--- Passage ---
Court of Justice Advocate General Juliane Kokott concurred with previous court jurisprudence in an opinion that found different VAT rates for printed and digital publications are legal because competition doesn't always exist between the two types of products.
In a news release summarizing the opinion, the ECJ said the “VAT Directive is valid in so far as it applies the reduced rate of tax only to printed books, newspapers and periodicals, as well as to digital books that are supplied by means of a physical medium.”
The opinion, which comes only a few months before the European Commission is due to propose legislation allowing reduced value-added tax rates for digital publications, maintained that differences between digital and printed publications is compatible with the principle of equal treatment.
The final ECJ ruling in the case is due in the next three months; in 80 percent of all cases, the ECJ judgment concurs with the opinion of the ECJ Advocate General.
“As the Court of Justice has already held, with regard to books, competition does not necessarily exist between their digital versions on physical supports and their paper versions,” Kokott said in the news release. “Rather, the existence of such competition is dependent on a number of factors that may not only differ from Member State to Member State, but may also vary over time.”
Kokott added that “where the factual circumstances are unclear in this way, it is primarily for the EU legislature, and not for the Court of Justice, to undertake, within the scope of its legislative discretion, the complex assessment of a competitive situation across the European Union.”

--- Excerpted records ---
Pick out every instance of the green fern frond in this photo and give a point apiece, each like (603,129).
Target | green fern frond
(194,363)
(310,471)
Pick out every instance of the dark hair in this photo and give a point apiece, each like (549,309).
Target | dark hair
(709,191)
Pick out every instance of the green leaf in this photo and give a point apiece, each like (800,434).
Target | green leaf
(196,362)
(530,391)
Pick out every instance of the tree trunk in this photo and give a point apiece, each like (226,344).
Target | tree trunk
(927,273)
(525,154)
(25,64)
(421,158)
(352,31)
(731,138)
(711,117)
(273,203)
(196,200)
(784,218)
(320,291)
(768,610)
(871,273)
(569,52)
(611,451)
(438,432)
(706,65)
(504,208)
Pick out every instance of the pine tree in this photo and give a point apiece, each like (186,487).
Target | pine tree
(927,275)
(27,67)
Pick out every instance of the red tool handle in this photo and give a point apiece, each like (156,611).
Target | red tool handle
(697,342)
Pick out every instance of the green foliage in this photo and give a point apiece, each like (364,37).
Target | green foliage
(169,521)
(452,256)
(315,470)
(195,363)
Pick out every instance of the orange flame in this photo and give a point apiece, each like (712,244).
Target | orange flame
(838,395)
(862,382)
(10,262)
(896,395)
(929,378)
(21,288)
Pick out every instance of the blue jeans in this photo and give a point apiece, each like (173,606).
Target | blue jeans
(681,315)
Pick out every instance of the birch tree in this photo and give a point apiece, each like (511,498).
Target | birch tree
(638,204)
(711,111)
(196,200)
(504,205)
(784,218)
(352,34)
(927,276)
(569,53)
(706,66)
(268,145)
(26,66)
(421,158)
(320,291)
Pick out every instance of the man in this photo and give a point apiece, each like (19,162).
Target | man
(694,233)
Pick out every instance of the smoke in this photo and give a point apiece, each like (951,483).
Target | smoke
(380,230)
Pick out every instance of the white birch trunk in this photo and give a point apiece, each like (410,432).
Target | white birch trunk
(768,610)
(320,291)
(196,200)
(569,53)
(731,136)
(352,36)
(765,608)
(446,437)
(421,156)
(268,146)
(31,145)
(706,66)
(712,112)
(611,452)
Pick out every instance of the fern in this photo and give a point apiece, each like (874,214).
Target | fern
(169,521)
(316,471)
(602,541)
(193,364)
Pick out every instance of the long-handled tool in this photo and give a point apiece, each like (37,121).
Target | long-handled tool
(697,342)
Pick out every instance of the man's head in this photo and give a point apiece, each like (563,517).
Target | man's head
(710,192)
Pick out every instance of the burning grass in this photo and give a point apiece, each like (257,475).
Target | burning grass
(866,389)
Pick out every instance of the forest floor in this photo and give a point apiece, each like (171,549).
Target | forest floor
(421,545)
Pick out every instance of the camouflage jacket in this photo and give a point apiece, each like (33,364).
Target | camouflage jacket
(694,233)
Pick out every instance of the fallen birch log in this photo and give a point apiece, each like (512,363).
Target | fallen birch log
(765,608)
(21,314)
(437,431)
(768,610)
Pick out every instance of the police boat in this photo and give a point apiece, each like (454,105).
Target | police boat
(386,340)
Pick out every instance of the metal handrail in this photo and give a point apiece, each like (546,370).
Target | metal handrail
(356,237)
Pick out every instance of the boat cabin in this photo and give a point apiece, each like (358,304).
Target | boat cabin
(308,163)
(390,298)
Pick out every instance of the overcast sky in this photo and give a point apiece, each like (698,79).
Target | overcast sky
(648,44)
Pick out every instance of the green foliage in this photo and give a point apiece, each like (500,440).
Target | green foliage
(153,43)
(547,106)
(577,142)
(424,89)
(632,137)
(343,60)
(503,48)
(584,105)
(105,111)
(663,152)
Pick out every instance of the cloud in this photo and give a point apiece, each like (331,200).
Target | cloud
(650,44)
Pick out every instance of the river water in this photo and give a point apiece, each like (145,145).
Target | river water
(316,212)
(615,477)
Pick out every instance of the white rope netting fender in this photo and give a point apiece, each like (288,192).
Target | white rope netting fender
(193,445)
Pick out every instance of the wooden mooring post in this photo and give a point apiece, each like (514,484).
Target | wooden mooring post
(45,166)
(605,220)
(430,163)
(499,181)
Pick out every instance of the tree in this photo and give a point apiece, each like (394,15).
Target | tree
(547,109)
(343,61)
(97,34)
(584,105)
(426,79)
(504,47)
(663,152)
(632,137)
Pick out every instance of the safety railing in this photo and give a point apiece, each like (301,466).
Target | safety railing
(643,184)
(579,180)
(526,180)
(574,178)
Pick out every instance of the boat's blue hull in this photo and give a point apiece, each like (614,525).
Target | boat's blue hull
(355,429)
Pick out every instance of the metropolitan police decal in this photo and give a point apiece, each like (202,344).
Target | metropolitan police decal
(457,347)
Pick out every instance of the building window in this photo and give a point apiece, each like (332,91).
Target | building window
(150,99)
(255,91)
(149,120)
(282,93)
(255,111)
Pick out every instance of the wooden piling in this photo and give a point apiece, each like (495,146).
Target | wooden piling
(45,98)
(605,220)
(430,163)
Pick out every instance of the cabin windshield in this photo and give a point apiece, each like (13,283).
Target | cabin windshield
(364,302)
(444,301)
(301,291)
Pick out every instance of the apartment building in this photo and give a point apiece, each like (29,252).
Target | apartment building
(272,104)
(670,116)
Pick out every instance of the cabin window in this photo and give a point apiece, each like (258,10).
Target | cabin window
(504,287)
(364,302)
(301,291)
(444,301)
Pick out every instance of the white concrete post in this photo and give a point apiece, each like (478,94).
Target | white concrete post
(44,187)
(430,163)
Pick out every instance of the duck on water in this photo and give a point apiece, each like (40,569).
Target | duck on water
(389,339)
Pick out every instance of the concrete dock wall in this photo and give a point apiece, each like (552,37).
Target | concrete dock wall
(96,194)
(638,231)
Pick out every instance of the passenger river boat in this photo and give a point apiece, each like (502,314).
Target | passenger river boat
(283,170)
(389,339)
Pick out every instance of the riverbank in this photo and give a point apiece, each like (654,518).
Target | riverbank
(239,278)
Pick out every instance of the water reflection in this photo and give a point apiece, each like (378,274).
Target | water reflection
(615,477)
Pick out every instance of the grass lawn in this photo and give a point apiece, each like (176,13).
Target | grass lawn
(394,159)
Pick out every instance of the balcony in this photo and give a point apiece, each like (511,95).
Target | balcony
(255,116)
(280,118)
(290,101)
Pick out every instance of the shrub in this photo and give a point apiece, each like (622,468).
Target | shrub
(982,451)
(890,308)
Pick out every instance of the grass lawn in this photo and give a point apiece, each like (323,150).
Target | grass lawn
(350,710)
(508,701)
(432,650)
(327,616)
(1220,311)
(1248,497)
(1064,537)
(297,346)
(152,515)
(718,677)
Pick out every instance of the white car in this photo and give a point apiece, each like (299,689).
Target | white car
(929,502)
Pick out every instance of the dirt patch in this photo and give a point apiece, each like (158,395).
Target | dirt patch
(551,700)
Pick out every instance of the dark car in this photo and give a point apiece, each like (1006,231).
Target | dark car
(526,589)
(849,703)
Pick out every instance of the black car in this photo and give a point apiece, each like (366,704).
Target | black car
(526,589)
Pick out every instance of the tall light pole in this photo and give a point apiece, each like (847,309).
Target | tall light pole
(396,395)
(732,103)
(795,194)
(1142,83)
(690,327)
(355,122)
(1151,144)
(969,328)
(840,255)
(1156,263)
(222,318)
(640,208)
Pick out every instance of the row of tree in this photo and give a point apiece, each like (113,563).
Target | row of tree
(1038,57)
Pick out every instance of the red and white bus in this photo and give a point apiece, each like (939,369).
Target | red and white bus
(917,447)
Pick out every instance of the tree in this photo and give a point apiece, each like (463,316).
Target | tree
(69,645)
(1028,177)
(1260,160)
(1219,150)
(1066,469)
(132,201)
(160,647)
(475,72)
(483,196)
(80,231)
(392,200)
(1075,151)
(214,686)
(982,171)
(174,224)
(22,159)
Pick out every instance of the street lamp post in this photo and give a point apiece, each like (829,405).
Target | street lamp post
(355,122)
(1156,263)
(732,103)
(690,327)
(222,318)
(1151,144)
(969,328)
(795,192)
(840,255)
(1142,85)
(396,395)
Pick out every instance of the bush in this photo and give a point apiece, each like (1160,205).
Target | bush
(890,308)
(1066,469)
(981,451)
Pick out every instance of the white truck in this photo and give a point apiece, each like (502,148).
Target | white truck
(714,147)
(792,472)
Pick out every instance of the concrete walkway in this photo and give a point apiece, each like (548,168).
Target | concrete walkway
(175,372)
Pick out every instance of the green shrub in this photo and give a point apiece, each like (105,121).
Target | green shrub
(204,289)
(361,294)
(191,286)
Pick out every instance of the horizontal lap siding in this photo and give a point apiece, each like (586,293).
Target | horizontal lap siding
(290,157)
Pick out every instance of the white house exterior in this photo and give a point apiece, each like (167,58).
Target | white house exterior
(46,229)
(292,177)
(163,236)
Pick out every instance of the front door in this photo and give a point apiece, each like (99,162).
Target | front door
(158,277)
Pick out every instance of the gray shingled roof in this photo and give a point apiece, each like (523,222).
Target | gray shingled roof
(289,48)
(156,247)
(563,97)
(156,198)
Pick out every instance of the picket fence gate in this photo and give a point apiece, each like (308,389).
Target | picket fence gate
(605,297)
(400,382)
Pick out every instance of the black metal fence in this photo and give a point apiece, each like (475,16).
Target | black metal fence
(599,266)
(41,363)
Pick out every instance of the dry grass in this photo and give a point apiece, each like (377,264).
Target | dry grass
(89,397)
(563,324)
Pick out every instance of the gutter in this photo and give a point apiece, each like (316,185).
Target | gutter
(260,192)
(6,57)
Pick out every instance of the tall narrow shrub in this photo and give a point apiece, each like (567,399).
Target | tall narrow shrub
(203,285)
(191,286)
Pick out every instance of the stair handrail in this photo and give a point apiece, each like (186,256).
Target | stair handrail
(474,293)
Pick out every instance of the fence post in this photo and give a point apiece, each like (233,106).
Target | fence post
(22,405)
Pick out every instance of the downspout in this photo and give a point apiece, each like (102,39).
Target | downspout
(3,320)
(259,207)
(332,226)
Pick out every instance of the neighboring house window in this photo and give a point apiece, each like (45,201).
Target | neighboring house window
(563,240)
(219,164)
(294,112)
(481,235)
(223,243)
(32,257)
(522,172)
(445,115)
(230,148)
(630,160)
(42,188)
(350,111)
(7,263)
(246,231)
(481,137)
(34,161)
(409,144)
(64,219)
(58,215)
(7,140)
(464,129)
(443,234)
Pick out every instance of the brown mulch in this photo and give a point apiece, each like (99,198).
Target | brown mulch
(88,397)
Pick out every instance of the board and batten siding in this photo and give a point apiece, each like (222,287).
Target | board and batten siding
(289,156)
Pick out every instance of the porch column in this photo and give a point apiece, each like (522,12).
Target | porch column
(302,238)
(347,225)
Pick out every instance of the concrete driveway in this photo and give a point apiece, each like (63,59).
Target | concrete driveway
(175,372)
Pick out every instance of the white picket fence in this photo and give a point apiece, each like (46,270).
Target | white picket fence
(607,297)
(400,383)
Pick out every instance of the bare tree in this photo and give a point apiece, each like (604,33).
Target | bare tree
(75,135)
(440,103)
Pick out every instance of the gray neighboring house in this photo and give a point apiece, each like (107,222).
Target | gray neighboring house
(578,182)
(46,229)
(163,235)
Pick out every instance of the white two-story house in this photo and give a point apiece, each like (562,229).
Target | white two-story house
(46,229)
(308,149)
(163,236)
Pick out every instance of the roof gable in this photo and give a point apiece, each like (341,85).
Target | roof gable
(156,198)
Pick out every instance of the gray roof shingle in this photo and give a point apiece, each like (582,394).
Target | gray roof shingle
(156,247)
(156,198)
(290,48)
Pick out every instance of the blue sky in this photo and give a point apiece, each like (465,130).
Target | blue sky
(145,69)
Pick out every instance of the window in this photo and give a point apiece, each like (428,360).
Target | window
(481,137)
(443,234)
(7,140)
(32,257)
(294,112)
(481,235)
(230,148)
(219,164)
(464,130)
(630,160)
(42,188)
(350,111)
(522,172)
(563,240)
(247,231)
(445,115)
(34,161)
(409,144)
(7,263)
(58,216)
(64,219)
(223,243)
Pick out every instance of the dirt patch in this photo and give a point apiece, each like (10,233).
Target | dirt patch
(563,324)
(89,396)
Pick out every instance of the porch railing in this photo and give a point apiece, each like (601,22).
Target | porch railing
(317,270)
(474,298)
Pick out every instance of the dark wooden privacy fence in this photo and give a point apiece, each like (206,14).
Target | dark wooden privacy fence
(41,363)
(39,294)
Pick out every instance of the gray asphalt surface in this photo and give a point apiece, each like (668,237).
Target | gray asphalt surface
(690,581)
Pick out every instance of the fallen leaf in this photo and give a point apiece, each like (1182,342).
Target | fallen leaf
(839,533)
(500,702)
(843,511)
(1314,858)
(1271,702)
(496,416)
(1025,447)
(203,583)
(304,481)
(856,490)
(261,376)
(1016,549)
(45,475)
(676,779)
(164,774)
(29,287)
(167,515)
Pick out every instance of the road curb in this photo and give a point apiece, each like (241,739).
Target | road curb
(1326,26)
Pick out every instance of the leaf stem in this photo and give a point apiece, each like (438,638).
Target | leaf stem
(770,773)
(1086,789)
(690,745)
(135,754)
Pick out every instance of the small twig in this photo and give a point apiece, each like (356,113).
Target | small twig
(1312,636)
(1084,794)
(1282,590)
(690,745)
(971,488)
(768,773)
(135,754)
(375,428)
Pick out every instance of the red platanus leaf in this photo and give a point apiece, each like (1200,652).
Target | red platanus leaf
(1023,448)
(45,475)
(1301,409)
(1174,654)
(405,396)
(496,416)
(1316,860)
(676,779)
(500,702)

--- Task requirements ---
#1 According to the passage on VAT rates, in what percentage of cases does the final ECJ judgment agree with the Advocate General's opinion?
#2 Write out the stretch of the VAT passage from "The opinion, which" through "of equal treatment.".

--- Solution set ---
#1 80 percent

#2
The opinion, which comes only a few months before the European Commission is due to propose legislation allowing reduced value-added tax rates for digital publications, maintained that differences between digital and printed publications is compatible with the principle of equal treatment.